How to Help Fearful Dogs
Are there a lot of fearful dogs out there or am I just noticing them more? Since Sunny landed in our living room, and settled into the corner, my “shy dog radar” seems to have been fine tuned.
At the pet shop recently a young woman was browsing the dog treat section, her black and white dog, a young adult, was doing the same. When I turned to speak to the woman, making small talk about “kids in candy stores” her dog took one look at me, ducked his head and stepped back, his eyes locked on my face. I’d seen that look enough to know that I should not return the stare and immediately turned my head. The dog resumed his sniffing of the various dried, animal body parts available to him.
“A bit shy isn’t he?”, I remarked.
“Oh he scares himself,” his owner replied, “Someone looks at him and he looks back and gets scared and starts barking.”
I tried to follow her line of reasoning (he scares himself?), but knew better than to spend too much energy on the task. The list of explanations that owners make regarding why their fearful dog behaves the way it does, and why the owner responds the way s/he does, is long, and might be funny, except that dogs are suffering.
While researchers and scientists may not agree on how animals experience emotion or which emotions those might be, it is accepted that dogs feel fear. Not only is fear biologically advantageous (do something or die), dogs that are afraid behave in ways that look a lot like the ways humans behave when we’re afraid. We startle, we cringe, we turn away, we run, we scream, we shake- you get the picture.
When I was seven years old I jumped off of a high diving board for the first time. My family was on holiday and the hotel we were staying at had a pool. I watched other kids climb up the ladder, walk out to the edge of the board, leap off into space and plunge into the water below. My father asked me if I wanted to try it. Together we climbed up the ladder and as soon as I got to the top I turned and headed back down, weaving past the line of kids following us up for their turn. My father did not force me to continue.
Back in the pool I watched the other children jumping off and again my father encouraged me to give it a try. This time he said he’d stay in the pool and get to me after I splashed down. For some reason this made me feel more inclined to try it, so again I climbed the ladder, got to the top, walked out to the end of the board and lept off, keeping my eyes on my father in the water below. I wasn’t in the water for more than a few seconds before I felt his hands on me, giving me support while I caught my breath from the excitement of it all. From that day on I have been a fan of jumping off high diving boards, rope swings, boats, ledges you name it, so long as I’m going to land in deep water.
I don’t share this story just to fill you in on my personal recreation habits or my childhood, but because it is full of lessons on how to work with a fearful dog. Two important components of this scenario which are applicable to the work we do with our scared dogs are these-
1. I had a trusting relationship with my father.
2. I had the skills needed to succeed at the task.
The person encouraging me to do something that scared me was my father. I trusted him. Believe me if a stranger had offered to take my hand and lead me up that ladder I would have been wide-eyed in terror, I might have even reacted the same way if it was my older brother. My father said I’d be alright and I believed him. He was not in the habit of putting me in dangerous situations and I trusted his ability to protect me from anything, in the way that only little girls can (and probably should) feel about their fathers. He had taught me how to swim and for years I had been jumping off the docks and piers a few feet above the surface of a lake where we spent our summers. I had the skills and experience to climb that ladder and launch myself into the deep end of a pool, I just hadn’t done it before.

**Dataset content**:
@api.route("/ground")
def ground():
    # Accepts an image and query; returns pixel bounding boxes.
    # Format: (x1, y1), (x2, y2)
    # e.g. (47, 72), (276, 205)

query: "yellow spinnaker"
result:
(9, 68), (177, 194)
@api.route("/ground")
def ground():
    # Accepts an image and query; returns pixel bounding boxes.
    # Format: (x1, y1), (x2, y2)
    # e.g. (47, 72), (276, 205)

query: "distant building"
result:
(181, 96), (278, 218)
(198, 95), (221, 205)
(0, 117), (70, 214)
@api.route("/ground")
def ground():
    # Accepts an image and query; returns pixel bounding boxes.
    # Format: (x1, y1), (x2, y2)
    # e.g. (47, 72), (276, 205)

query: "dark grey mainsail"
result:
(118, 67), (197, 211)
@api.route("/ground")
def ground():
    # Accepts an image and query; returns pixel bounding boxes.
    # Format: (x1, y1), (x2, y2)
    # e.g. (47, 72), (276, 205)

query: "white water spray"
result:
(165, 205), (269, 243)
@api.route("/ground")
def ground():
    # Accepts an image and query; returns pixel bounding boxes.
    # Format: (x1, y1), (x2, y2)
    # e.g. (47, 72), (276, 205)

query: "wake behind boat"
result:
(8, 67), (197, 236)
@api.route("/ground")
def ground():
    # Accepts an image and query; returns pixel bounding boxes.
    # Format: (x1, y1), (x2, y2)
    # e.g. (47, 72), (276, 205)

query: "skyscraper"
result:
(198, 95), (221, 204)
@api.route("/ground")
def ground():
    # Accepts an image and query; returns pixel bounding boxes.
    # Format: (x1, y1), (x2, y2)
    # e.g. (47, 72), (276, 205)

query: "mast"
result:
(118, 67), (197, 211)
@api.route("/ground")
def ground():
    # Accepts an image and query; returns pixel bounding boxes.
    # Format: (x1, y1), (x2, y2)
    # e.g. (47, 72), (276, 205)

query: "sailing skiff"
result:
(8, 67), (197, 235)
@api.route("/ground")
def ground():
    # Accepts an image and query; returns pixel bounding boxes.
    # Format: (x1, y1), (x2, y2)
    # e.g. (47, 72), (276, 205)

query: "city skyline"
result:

**What the task requires**: Copy the passage of the article on helping fearful dogs starting at "How to Help" and ending at "available to him.", swapping "pet shop" for "pet store".

**Your solution**:
How to Help Fearful Dogs
Are there a lot of fearful dogs out there or am I just noticing them more? Since Sunny landed in our living room, and settled into the corner, my “shy dog radar” seems to have been fine tuned.
At the pet store recently a young woman was browsing the dog treat section, her black and white dog, a young adult, was doing the same. When I turned to speak to the woman, making small talk about “kids in candy stores” her dog took one look at me, ducked his head and stepped back, his eyes locked on my face. I’d seen that look enough to know that I should not return the stare and immediately turned my head. The dog resumed his sniffing of the various dried, animal body parts available to him.